**Text segment**
※ ※ ※

National park in the Pskov region

Sebezhsky National Park (Себежский национальный парк) is a national park in the northwest of Russia, located in Sebezhsky District of Pskov Oblast. It was established on January 8, 1996. The national park was created to protect the landscapes of the lake district in the southwest of Pskov Oblast.

The park covers 500.21 km2.

==Geography==

The southwestern part of Sebezhsky District, where the national park is located, is essentially hilly landscape of glacial origin with many lakes. The area is forested, with pine, spruce, mixed, and alder forests. The park occupies the southwestern corner of the district and borders with Latvia and Belarus. The center of the town of Sebezh lies immediately north of the park, and the southern part of the town is located in the park. Most of the area of the park belongs to the river basin of the Velikaya, and some areas in the south belong to the basin of the Daugava. The largest lakes within the park are Lake Necheritsa, Lake Sebezhskoye, and Lake Orono.

※ ※ ※

**Dataset content**
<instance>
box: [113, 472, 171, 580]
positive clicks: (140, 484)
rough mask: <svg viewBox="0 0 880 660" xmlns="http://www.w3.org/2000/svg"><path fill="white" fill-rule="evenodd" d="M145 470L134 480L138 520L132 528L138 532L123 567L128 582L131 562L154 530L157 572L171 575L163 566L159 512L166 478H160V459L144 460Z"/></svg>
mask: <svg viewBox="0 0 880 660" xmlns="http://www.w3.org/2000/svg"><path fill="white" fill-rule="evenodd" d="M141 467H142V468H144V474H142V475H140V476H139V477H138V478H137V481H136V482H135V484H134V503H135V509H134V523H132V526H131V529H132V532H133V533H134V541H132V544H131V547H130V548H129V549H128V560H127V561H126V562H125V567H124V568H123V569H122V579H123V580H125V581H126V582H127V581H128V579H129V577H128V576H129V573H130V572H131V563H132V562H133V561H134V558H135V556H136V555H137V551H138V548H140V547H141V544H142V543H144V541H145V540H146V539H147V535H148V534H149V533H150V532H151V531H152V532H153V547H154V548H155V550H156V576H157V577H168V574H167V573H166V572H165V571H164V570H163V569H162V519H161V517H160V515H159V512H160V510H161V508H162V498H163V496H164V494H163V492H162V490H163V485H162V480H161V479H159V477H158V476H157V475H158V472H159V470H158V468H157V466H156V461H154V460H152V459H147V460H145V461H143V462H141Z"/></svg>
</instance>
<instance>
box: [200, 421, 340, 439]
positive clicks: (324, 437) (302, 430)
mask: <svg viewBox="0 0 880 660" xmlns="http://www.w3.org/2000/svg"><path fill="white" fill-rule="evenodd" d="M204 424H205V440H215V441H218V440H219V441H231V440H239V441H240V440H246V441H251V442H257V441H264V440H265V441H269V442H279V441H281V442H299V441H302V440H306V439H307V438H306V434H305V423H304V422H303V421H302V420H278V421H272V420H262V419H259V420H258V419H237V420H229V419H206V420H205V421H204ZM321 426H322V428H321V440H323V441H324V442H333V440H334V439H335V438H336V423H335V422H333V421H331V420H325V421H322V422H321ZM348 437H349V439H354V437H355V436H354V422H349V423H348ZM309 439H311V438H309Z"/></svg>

※ ※ ※

**Tasks and exercises**
(A) Name every type of forest that the Sebezhsky National Park text lists.
(B) According to the Sebezhsky National Park text, on what date was the park established?
(C) Please write out the Sebezhsky National Park text from "Sebezhsky National Park" up to and including "covers 500.21 km2.", replacing "Pskov Oblast" with "Pskov Region".
The rows come from a different source than the Sebezhsky National Park text.

**Solutions to the tasks**
(A) Pine, spruce, mixed, and alder forests.

(B) January 8, 1996.

(C)
Sebezhsky National Park (Себежский национальный парк) is a national park in the northwest of Russia, located in Sebezhsky District of Pskov Region. It was established on January 8, 1996. The national park was created to protect the landscapes of the lake district in the southwest of Pskov Region.

The park covers 500.21 km2.